--- Start of THE RECORDS ---
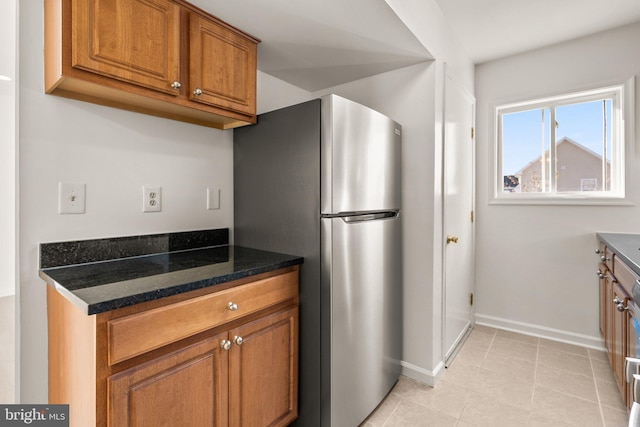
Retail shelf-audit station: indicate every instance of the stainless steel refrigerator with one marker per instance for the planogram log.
(322, 180)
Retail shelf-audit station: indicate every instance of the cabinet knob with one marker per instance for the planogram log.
(631, 368)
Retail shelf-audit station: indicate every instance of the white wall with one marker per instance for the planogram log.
(7, 149)
(536, 264)
(114, 152)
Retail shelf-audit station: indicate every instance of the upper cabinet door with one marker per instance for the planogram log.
(222, 66)
(137, 41)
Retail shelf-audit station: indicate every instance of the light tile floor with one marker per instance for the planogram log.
(504, 379)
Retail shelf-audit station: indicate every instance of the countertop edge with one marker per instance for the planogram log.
(614, 242)
(178, 288)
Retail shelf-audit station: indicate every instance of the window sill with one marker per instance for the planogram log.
(560, 200)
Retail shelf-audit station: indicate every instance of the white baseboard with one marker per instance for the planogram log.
(541, 332)
(422, 375)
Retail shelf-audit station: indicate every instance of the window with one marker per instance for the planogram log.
(562, 148)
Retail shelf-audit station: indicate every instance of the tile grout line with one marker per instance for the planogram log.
(535, 378)
(595, 384)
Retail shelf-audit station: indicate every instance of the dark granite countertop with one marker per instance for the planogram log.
(626, 246)
(110, 278)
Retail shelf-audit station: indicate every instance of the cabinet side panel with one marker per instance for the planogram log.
(72, 359)
(52, 44)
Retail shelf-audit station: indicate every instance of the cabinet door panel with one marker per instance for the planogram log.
(602, 288)
(263, 371)
(187, 388)
(222, 66)
(619, 337)
(137, 41)
(631, 351)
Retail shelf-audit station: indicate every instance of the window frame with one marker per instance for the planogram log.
(622, 129)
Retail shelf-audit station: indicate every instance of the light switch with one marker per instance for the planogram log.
(213, 199)
(71, 198)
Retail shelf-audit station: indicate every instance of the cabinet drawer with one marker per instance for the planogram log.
(624, 275)
(133, 335)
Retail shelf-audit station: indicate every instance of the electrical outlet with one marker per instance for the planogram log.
(151, 199)
(71, 197)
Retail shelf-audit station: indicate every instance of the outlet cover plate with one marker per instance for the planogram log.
(71, 198)
(151, 198)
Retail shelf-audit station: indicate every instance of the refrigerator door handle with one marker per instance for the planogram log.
(368, 216)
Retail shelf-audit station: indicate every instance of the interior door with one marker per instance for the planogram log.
(458, 216)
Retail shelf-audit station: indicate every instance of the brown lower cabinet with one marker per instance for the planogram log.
(241, 370)
(616, 316)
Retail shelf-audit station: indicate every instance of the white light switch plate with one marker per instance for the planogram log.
(151, 199)
(213, 199)
(71, 198)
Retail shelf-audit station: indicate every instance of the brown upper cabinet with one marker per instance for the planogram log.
(161, 57)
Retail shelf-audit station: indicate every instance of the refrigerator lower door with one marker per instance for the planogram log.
(362, 280)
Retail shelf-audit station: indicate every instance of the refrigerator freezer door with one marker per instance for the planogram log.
(361, 158)
(364, 285)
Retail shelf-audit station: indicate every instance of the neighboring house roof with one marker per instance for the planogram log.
(564, 140)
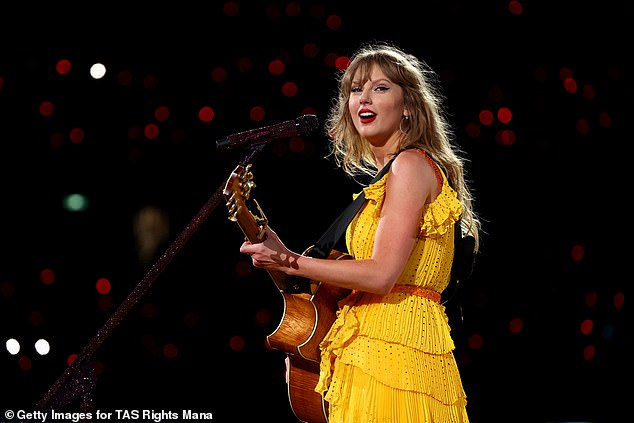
--- End of THE RECORDS ---
### STATED TASK
Rescale the records from the line that contains "the refrigerator door" through the end of the records, both ends included. Rewrite every line in that span, requests included, with each point coordinate multiplied by 1.75 and rounded to a whole number (halves round up), and leave the pictures out.

### THE REPLY
Retail shelf-audit station: indicate every instance of the refrigerator door handle with one marker per instance for the planogram log.
(644, 378)
Retail shelf-audit station: indicate every instance of the interior door with one marker per instance for the planogram log.
(802, 378)
Retail shelf-audit station: indicate every instance of the brown lower cabinet with one marker per instance for the planogram log.
(422, 648)
(1078, 553)
Retail shelf-audit station: indicate every instance of the white light switch plate with one marker per instance for the planogram log.
(264, 348)
(373, 348)
(124, 347)
Retail shelf-audit station: indicate every instance of the brown upper cabinet with one marker per instance for the planogram log.
(282, 100)
Retail shelf-audit station: indicate every instance of the refrigerator lower door with one marker per instance for the planogram log.
(634, 490)
Retail shelf-audit station: indicate every instance of the refrigerator freezer door with one marker per instance for the planogram log.
(632, 277)
(637, 499)
Retail shelf-audit station: indicate every instance of the neighboring house roof with one marker per instance for the planogram log.
(987, 245)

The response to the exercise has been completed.